> **TASK OBJECTIVE**
Write out the data below word for word, from its first line through the line that contains "[[517, 55], [505, 57], [505, 253], [518, 256], [517, 231]]", both included.

> **THE INPUT**
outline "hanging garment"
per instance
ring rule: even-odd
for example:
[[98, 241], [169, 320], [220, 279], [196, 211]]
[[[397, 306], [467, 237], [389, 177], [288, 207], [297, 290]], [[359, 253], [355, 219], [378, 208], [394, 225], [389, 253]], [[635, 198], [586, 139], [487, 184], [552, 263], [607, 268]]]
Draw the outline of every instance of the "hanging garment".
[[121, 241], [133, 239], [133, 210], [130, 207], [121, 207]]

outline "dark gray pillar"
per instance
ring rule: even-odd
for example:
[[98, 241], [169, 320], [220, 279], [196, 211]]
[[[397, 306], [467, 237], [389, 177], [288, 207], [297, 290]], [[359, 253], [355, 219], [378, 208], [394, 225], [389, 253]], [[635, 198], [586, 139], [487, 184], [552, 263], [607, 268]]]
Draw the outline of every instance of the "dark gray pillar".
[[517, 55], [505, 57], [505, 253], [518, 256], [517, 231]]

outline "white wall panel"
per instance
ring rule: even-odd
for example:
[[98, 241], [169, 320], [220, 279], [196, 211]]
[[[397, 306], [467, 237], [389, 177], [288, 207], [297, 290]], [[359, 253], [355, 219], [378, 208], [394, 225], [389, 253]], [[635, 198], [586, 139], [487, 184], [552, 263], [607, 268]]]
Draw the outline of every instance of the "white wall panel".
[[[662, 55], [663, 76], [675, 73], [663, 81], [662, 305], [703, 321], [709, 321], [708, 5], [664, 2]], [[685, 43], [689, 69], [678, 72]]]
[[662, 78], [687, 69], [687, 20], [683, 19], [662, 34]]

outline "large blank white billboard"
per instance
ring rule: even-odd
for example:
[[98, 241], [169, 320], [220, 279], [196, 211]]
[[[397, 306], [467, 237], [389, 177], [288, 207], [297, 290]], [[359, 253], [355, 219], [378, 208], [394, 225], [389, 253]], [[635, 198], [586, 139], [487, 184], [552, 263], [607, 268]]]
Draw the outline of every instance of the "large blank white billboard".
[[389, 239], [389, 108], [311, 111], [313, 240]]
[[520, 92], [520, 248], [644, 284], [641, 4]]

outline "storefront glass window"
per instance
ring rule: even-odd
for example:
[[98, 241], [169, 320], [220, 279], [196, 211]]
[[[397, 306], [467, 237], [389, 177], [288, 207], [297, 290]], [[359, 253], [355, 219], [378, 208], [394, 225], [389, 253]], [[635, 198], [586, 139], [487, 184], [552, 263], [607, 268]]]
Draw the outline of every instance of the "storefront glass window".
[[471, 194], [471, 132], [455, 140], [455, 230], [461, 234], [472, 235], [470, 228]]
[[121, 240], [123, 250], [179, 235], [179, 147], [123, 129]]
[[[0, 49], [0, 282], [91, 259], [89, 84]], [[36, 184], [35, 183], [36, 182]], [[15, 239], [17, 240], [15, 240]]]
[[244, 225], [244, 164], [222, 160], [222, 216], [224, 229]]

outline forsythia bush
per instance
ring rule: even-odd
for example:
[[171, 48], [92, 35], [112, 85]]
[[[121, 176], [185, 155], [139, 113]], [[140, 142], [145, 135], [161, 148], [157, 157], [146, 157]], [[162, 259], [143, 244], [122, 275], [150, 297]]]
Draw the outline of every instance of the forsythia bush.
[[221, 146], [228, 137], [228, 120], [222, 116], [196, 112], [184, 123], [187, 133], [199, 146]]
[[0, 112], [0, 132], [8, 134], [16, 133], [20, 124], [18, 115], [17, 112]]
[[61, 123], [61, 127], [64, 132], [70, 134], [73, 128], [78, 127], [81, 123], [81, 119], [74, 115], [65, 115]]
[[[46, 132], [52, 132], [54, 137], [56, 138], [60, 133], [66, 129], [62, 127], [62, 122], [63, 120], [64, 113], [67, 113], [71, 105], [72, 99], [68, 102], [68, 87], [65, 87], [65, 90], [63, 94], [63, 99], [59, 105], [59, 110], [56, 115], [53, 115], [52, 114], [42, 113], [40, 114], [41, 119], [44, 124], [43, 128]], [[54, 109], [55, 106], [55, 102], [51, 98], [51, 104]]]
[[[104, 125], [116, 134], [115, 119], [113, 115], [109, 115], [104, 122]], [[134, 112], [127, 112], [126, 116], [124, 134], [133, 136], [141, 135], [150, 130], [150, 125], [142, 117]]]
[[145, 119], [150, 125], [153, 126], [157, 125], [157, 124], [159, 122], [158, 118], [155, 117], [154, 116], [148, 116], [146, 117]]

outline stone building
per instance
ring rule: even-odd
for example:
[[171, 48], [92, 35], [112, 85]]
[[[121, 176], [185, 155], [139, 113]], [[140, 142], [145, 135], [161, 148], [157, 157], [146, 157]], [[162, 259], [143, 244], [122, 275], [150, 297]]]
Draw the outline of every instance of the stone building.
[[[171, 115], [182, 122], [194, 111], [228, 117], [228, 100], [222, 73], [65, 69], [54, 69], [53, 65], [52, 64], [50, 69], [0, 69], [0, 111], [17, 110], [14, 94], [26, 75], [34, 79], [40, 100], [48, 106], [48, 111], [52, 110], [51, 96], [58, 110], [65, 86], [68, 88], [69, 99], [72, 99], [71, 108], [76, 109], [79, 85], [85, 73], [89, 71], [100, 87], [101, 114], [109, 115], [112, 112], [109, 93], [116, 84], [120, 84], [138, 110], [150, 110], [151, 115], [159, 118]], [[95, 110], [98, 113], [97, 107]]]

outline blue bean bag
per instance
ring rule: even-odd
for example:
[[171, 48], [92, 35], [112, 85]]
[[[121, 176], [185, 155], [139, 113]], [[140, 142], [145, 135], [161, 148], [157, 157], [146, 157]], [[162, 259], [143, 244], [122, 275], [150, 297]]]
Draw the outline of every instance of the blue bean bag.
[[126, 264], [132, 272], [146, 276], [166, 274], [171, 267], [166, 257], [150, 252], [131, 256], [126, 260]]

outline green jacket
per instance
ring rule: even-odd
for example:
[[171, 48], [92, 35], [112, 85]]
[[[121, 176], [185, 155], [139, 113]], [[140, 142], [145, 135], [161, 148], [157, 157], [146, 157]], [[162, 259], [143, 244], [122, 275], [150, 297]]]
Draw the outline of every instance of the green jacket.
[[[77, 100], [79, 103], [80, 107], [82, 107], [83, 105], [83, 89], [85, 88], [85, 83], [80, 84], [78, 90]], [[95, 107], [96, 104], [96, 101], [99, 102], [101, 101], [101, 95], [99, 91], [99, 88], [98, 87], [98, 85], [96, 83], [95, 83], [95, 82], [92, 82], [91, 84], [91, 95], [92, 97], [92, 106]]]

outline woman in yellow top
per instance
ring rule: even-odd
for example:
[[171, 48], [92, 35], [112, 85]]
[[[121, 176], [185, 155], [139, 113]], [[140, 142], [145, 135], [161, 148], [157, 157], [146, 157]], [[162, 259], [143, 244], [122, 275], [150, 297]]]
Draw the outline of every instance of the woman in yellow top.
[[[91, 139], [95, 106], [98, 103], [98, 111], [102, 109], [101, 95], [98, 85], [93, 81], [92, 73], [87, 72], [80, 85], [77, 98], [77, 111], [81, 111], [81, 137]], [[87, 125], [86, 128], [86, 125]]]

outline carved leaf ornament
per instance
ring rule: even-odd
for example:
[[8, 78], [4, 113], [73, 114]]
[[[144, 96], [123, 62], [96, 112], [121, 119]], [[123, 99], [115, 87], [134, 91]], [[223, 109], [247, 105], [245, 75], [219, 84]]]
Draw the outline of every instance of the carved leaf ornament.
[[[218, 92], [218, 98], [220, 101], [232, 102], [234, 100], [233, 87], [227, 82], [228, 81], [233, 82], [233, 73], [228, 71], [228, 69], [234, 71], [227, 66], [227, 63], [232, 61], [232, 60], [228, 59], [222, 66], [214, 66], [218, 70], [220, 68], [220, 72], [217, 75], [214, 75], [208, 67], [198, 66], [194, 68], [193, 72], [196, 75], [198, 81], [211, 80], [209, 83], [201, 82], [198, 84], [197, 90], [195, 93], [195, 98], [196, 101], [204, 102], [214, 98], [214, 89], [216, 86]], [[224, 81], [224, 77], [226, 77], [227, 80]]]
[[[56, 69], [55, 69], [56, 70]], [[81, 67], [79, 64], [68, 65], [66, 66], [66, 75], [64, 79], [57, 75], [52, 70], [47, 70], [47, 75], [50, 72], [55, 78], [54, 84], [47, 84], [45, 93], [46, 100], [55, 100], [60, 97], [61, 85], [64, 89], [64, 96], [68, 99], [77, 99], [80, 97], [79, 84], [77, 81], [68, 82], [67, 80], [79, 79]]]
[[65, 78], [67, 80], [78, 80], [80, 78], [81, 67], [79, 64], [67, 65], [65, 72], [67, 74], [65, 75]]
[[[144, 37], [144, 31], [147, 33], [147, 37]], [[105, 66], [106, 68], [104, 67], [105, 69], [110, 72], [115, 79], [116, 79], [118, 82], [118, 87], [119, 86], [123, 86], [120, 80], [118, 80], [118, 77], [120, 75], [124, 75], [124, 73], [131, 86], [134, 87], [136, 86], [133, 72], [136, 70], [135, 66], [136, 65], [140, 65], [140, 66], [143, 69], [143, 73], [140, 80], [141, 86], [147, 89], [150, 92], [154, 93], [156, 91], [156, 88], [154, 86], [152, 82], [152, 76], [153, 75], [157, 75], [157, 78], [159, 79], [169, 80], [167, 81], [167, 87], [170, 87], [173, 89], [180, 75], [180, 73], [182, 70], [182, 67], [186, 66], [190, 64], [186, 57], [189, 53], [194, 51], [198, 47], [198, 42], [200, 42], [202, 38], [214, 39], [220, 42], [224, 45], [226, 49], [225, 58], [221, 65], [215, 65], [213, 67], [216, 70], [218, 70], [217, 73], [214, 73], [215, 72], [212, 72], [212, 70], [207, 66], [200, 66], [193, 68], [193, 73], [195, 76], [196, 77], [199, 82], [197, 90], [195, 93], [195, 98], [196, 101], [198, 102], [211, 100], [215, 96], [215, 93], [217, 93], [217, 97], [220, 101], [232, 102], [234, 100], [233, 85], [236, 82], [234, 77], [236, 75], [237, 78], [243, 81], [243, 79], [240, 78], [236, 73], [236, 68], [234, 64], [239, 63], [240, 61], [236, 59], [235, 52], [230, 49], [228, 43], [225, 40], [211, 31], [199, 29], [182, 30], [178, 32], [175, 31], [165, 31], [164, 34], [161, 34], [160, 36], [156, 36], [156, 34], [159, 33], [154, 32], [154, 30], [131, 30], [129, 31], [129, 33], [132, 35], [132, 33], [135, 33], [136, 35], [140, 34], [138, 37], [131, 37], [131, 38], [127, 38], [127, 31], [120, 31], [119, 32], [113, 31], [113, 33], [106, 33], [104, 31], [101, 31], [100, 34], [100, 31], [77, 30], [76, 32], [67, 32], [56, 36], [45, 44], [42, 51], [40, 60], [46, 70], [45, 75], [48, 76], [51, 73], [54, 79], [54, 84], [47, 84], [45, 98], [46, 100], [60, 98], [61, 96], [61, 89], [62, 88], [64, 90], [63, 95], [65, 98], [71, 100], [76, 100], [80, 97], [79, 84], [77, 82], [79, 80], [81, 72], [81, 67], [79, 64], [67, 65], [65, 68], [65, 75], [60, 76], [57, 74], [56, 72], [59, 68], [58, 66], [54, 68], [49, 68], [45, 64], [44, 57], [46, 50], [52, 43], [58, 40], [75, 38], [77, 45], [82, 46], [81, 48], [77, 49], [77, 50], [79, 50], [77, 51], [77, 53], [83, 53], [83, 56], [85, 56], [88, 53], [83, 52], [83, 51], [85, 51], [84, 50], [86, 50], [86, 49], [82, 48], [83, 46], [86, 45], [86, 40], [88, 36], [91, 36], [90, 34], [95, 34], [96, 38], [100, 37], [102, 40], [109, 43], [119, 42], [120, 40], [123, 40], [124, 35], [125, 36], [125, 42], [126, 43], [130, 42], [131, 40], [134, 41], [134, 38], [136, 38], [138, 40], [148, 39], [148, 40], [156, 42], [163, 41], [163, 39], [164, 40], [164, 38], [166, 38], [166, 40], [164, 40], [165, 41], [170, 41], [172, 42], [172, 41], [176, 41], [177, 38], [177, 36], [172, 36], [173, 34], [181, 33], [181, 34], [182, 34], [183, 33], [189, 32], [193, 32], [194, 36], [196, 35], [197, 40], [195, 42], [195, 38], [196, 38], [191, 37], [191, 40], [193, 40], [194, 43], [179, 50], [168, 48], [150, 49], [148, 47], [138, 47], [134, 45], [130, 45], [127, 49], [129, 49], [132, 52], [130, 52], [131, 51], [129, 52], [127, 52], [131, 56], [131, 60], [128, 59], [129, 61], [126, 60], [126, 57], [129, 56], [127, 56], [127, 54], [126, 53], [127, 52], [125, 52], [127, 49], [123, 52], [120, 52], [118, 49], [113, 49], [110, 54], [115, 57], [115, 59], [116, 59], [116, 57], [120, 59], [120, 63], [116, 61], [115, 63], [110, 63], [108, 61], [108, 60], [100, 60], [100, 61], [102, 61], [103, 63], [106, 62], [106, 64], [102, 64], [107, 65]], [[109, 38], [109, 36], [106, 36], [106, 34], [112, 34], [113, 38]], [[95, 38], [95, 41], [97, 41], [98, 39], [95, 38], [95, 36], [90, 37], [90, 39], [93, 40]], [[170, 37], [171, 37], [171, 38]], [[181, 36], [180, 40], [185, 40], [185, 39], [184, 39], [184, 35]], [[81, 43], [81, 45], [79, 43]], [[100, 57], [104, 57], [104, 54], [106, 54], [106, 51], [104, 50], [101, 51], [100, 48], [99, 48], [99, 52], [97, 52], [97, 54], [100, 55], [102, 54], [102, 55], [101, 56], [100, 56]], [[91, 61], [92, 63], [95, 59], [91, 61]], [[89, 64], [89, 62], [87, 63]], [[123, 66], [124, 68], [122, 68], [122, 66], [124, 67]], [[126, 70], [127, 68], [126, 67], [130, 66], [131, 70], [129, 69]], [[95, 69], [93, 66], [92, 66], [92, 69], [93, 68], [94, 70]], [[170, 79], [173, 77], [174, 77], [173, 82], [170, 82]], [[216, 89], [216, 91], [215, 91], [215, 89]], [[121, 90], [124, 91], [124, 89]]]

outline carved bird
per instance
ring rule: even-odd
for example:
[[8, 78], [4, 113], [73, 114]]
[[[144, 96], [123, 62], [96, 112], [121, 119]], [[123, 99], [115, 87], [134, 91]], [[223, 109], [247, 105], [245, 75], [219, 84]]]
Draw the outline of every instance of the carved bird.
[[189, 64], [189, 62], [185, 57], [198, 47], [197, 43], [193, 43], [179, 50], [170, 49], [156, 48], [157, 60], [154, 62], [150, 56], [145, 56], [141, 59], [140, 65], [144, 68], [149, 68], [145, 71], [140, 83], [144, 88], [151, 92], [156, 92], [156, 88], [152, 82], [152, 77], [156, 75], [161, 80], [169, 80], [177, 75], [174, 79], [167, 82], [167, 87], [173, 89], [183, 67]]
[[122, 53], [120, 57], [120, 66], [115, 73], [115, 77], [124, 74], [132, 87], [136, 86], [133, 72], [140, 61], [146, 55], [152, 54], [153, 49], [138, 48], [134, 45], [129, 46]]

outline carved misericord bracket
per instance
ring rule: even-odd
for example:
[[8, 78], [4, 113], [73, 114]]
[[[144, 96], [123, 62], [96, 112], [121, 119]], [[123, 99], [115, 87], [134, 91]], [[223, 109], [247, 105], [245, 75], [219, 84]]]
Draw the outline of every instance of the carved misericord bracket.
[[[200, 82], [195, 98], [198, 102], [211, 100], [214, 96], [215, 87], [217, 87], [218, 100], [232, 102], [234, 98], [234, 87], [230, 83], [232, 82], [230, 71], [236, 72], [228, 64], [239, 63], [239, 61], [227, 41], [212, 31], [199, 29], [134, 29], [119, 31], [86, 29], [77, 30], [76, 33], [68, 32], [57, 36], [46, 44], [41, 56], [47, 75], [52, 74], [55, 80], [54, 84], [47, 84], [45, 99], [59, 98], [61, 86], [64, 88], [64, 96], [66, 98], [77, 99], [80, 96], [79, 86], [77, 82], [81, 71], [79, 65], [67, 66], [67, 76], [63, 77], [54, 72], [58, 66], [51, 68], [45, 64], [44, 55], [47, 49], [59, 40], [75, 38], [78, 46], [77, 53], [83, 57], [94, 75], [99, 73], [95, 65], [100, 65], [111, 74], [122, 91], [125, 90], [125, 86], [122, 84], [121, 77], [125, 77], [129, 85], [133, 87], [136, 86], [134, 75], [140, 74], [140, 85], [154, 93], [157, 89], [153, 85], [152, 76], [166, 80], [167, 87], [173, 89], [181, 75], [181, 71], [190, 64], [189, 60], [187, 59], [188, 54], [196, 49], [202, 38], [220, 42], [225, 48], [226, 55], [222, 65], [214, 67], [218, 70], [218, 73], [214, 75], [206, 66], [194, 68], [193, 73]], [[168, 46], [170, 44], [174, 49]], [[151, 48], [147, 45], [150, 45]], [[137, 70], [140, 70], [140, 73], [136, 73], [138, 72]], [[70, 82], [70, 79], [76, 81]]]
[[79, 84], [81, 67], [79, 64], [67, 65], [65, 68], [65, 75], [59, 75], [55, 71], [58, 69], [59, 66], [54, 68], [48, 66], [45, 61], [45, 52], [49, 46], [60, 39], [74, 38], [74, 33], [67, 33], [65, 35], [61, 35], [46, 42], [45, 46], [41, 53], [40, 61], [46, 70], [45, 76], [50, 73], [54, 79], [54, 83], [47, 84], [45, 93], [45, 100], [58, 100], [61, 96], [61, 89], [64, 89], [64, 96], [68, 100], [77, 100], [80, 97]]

> **PROBLEM SOLUTION**
outline "hanging garment"
per instance
ring rule: even-odd
for example:
[[98, 241], [169, 320], [220, 279], [196, 211]]
[[[397, 306], [467, 237], [389, 177], [288, 207], [297, 290]], [[359, 253], [355, 219], [378, 208], [394, 225], [389, 253]], [[635, 198], [586, 139], [487, 184], [552, 263], [607, 268]]]
Draw the outline of every instance of the "hanging garment".
[[121, 241], [133, 239], [133, 210], [130, 207], [121, 207]]

outline "dark gray pillar"
per instance
ring rule: even-odd
for example:
[[98, 241], [169, 320], [220, 279], [196, 211]]
[[[397, 306], [467, 237], [389, 177], [288, 207], [297, 290]], [[359, 253], [355, 219], [378, 208], [394, 225], [389, 253]], [[635, 198], [586, 139], [487, 184], [552, 263], [607, 268]]]
Draw the outline of every instance of the "dark gray pillar".
[[517, 55], [505, 57], [505, 253], [518, 256], [517, 231]]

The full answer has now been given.